Texte source —
%%

T comme Tarare ou le poste qui reste pour moi le summum de ma carrière. A l'époque,un maire me confie la construction d'une médiathèque de 1200 mètres carrés. A mon arrivée, un désert vide de connaissances ! A mon départ, un temple de la culture ! Je suivais le chantier tous les jours et j'ai connu à Tarare l'ivresse du bâtisseur. Et à La Tour du Pin, la mairie m'a installée dans un local de la piscine municipale, j'avais un hublot et les ados plongeaint pour me faire un coucou amical !
J'ai transformé une usine qui fabriquait des chemises des soldats en 14-18 en médiathèque intercommunale.

U comme Université : Je suis fière d'avoir travaillé au sein de notre belle université de Savoie et j'avoue que son destin à venir m'intéresse et je pense assister à quelques cours de littérature en auditrice libre : vous n'allez pas vous débarrasser de moi comme ça !

%%

Consigne — Reprenez l'abécédaire sur une carrière en médiathèque et prolongez-le à partir de sa dernière phrase. Les lignes de données proviennent d'une autre source que le texte.

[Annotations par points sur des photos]
%%

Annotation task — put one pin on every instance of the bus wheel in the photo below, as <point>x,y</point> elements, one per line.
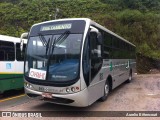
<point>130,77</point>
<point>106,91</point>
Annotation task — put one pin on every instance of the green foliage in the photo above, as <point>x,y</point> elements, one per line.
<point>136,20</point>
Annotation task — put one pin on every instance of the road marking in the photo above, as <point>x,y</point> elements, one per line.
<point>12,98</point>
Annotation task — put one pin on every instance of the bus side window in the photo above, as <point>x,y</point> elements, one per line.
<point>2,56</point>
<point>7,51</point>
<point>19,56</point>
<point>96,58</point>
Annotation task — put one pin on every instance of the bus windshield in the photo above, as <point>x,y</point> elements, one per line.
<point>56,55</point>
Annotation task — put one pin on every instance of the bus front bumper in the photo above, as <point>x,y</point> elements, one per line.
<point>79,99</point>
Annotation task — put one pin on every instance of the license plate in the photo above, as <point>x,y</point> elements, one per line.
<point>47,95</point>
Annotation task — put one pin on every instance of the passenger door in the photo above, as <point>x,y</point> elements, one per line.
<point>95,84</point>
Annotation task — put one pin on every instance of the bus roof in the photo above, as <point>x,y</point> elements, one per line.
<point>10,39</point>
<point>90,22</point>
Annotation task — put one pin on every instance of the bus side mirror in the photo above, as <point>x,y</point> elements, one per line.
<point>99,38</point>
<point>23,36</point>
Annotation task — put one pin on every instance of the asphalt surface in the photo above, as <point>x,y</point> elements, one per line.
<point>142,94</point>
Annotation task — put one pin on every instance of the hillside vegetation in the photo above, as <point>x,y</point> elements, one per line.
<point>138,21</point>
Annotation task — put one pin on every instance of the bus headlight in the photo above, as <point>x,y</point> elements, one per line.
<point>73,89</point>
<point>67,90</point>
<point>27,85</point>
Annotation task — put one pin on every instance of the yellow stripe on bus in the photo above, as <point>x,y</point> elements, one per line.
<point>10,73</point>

%%

Résultat attendu —
V comme Vacances ! Ma dispo avant la retraite à soixante ans,c'est six mois de vacances depuis que je travaille (4 ans d'étude et 36 ans de travail) Je vais réapprendre la lenteur, la disponibilité, le repos et le loisir. Prendre soin de mes proches constituera ma mission principale !

W comme WEB

X comme je n'ai pas trouvé !

Y comme Youpi ! j'ai fini et

Z comme Zut, je vous quitte avec regrets car j'ai aimé ce travail et il faut que je laisse la place aux jeunes, qui j'espère, poursuivront cette tâche indispensable d'animer la bibliothèque de lui donner cet aura de lieu intelligent, ouvert à tous et profondément éducatif. Dans le cadre de la rigueur budgétaire des années à venir, souhaitons que les bibliothèques survivent et constituent un projet collectif du "vivre ensemble". On ne ferme pas une école, et on ne fermera pas les bibliothèques et on n'a jamais vu l'entrée du paradis refusée aux amateurs du savoir et de culture...

Au revoir et merci pour ces sept années passées avec vous tous !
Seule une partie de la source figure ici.